[Stored data entries]
# # #
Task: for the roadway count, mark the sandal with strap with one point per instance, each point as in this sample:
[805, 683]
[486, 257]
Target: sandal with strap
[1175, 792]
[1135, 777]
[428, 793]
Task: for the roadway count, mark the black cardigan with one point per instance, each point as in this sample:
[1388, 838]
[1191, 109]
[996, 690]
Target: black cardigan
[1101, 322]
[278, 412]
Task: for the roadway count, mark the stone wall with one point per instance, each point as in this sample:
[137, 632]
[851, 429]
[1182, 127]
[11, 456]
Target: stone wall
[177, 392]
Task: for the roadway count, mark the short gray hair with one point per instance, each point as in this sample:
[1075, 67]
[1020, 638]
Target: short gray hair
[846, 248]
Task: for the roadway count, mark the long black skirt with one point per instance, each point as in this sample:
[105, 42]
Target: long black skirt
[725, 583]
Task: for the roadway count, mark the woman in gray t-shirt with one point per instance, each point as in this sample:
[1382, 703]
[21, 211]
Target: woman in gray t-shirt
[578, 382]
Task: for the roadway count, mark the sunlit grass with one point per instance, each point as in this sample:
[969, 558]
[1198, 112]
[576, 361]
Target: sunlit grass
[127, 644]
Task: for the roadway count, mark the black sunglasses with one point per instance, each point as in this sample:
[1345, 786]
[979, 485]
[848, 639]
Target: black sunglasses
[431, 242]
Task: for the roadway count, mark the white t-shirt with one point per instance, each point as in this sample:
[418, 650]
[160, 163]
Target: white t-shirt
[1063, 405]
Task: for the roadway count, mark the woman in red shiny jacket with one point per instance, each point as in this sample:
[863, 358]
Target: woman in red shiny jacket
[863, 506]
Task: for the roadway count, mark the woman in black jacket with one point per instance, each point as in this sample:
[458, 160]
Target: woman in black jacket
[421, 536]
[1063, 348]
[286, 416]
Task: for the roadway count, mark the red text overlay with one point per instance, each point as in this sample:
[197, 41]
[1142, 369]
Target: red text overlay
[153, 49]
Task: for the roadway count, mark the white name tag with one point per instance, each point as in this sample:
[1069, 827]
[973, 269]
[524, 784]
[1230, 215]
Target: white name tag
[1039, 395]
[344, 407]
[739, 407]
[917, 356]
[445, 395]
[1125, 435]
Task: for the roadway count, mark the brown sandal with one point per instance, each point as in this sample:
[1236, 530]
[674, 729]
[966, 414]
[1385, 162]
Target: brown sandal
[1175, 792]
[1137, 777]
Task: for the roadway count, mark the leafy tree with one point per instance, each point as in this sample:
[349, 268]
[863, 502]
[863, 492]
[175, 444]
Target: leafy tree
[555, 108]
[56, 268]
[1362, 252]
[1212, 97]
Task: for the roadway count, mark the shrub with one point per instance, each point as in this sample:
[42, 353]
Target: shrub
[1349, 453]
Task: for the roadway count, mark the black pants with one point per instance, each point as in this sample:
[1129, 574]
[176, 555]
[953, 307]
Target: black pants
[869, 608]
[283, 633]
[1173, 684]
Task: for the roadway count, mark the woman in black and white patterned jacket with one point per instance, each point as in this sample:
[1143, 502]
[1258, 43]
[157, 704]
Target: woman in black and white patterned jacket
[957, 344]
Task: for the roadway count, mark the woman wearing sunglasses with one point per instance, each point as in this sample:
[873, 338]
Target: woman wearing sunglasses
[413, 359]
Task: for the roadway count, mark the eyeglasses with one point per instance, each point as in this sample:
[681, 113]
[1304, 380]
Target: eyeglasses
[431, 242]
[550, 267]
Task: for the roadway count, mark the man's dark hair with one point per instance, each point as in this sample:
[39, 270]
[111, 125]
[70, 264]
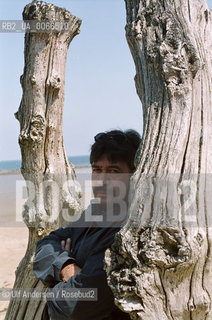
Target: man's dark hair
[117, 145]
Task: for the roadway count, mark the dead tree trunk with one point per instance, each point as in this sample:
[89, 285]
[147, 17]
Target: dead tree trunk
[160, 266]
[52, 190]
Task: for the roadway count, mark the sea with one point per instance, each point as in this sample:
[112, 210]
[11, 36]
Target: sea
[78, 161]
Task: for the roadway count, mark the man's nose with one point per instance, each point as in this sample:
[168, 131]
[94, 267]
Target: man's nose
[103, 178]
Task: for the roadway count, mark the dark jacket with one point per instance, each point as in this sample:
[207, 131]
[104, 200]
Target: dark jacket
[89, 243]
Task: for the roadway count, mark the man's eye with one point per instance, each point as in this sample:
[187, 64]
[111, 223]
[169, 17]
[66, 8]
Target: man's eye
[114, 171]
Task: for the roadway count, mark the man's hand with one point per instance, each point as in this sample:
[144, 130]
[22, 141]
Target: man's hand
[71, 269]
[66, 245]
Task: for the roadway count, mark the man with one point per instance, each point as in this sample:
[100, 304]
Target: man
[72, 258]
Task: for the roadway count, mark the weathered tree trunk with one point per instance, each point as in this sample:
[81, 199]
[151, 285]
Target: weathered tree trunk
[52, 190]
[160, 266]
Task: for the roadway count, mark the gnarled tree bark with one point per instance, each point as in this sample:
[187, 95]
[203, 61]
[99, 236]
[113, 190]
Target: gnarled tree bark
[52, 190]
[160, 266]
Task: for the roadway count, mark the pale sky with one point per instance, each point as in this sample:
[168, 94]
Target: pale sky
[100, 92]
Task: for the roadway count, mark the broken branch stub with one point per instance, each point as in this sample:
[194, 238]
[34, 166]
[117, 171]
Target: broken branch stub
[160, 265]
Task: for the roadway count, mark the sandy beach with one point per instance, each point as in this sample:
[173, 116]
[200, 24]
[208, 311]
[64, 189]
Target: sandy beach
[13, 233]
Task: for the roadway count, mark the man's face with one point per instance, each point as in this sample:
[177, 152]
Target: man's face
[110, 179]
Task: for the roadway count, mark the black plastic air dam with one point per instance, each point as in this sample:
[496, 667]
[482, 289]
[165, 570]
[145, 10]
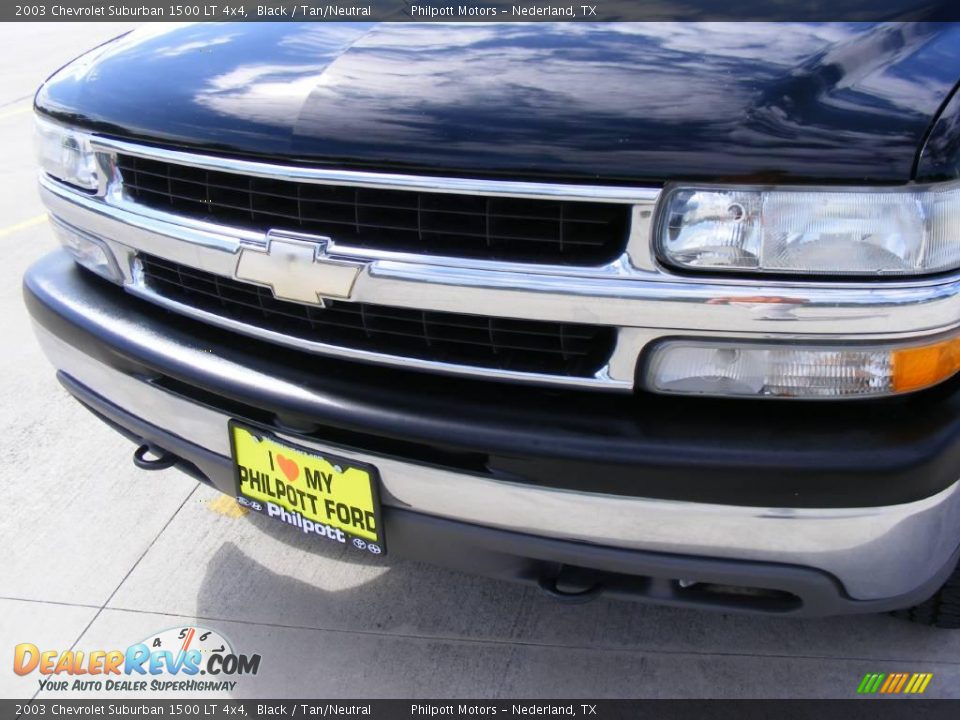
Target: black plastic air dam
[567, 571]
[769, 454]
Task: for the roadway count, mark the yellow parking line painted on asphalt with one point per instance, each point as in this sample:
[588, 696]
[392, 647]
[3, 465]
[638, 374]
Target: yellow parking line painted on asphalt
[16, 111]
[23, 225]
[227, 506]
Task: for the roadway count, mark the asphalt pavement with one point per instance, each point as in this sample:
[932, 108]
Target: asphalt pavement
[99, 555]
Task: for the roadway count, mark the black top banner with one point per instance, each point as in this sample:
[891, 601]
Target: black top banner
[213, 709]
[480, 10]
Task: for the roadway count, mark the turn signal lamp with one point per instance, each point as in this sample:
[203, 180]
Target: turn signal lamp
[717, 368]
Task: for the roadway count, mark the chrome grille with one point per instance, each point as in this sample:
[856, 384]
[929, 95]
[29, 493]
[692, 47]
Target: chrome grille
[476, 340]
[428, 223]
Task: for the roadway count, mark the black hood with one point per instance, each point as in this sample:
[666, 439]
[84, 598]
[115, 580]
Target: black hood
[612, 102]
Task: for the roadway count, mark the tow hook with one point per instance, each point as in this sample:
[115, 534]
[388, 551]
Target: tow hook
[571, 585]
[161, 459]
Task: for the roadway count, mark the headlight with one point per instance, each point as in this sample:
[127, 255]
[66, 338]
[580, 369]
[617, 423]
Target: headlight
[695, 367]
[66, 154]
[857, 232]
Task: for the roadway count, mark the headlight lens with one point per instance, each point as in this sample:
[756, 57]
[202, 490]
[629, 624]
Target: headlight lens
[857, 232]
[66, 154]
[694, 367]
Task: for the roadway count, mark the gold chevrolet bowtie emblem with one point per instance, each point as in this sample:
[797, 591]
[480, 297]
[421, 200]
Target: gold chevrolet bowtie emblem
[297, 268]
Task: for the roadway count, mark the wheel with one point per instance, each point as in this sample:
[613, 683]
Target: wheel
[942, 610]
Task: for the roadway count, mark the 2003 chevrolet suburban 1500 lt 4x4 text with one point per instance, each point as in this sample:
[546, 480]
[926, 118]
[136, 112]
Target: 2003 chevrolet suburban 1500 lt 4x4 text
[663, 311]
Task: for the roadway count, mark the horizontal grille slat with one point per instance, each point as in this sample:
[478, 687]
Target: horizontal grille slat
[481, 341]
[428, 223]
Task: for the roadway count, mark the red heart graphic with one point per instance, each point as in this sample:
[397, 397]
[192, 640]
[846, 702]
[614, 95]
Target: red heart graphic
[289, 467]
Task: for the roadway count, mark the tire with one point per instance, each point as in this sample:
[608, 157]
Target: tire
[942, 610]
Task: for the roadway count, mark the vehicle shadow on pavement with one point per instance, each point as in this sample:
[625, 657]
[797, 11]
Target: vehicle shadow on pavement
[347, 624]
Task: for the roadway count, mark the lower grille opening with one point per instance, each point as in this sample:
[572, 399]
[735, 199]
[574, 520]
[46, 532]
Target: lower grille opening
[482, 341]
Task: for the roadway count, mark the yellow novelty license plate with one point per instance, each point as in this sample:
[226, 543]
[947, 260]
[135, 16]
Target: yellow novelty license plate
[320, 495]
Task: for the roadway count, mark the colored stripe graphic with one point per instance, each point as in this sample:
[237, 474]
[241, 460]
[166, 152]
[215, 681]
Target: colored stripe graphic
[894, 683]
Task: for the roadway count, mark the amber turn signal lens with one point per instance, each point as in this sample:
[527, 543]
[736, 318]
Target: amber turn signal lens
[920, 367]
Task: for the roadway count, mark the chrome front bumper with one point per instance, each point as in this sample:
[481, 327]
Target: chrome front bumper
[875, 552]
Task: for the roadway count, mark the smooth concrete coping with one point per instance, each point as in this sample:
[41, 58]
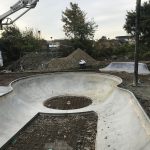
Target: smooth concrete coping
[126, 67]
[120, 117]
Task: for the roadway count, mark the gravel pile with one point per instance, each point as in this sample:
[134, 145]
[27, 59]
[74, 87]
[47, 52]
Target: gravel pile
[71, 61]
# # #
#### [Goal of the exercise]
Copy out only the lines above from the one with "Target: black cardigan" to the one with "[1230, 215]", inclusive, exactly as they stand.

#### [Written response]
Target: black cardigan
[1101, 322]
[278, 412]
Task: for the roadway count, mark the stone wall with one point per instance, each point as in this sample:
[137, 632]
[851, 429]
[1182, 127]
[11, 456]
Target: stone wall
[177, 392]
Task: for the roadway count, mark the short gray hair with one point per instance, each point as in this sample:
[1075, 67]
[1020, 638]
Target: short gray hair
[846, 248]
Task: for the roadway count, mark the long black skirt with one point per instance, each point as in this sample:
[105, 42]
Target: long black skirt
[725, 583]
Task: for the roadway count, mark the woman in gray t-shirt with one point per instance, each point as in this sample:
[1382, 703]
[21, 211]
Target: woman in gray t-shirt
[578, 382]
Task: for the roadway count, mark the sunlit grass with one point per instance, each point as in this sample:
[969, 558]
[1198, 112]
[576, 361]
Target: sunlit grass
[127, 644]
Task: for the roadway count, mark the black sunglasses with one point per instance, each point as in this sample:
[1345, 786]
[979, 485]
[848, 639]
Target: black sunglasses
[431, 242]
Task: for the roadway count, mark the white t-shirt with one point per instance, each point as in this sample:
[418, 650]
[160, 163]
Target: white t-shirt
[1063, 405]
Task: for the roadway count, mark the woman in red shiny jacket with one point per instance, each point as in this sample:
[863, 358]
Target: woman in red shiny jacket
[863, 506]
Task: for the roadway count, mark the woman in black jacket with one point per instance, each point as in this sample:
[458, 160]
Target: woman in black jacket
[421, 536]
[1063, 348]
[286, 416]
Task: for the roadway count, mark the red text overlay with one point per instance, each point as in this sample:
[197, 41]
[1142, 369]
Target: red text overlay
[153, 49]
Task: for the roadway count, mark the white name tag with one point per instance, each point as in this sample:
[1069, 827]
[973, 269]
[524, 784]
[1230, 215]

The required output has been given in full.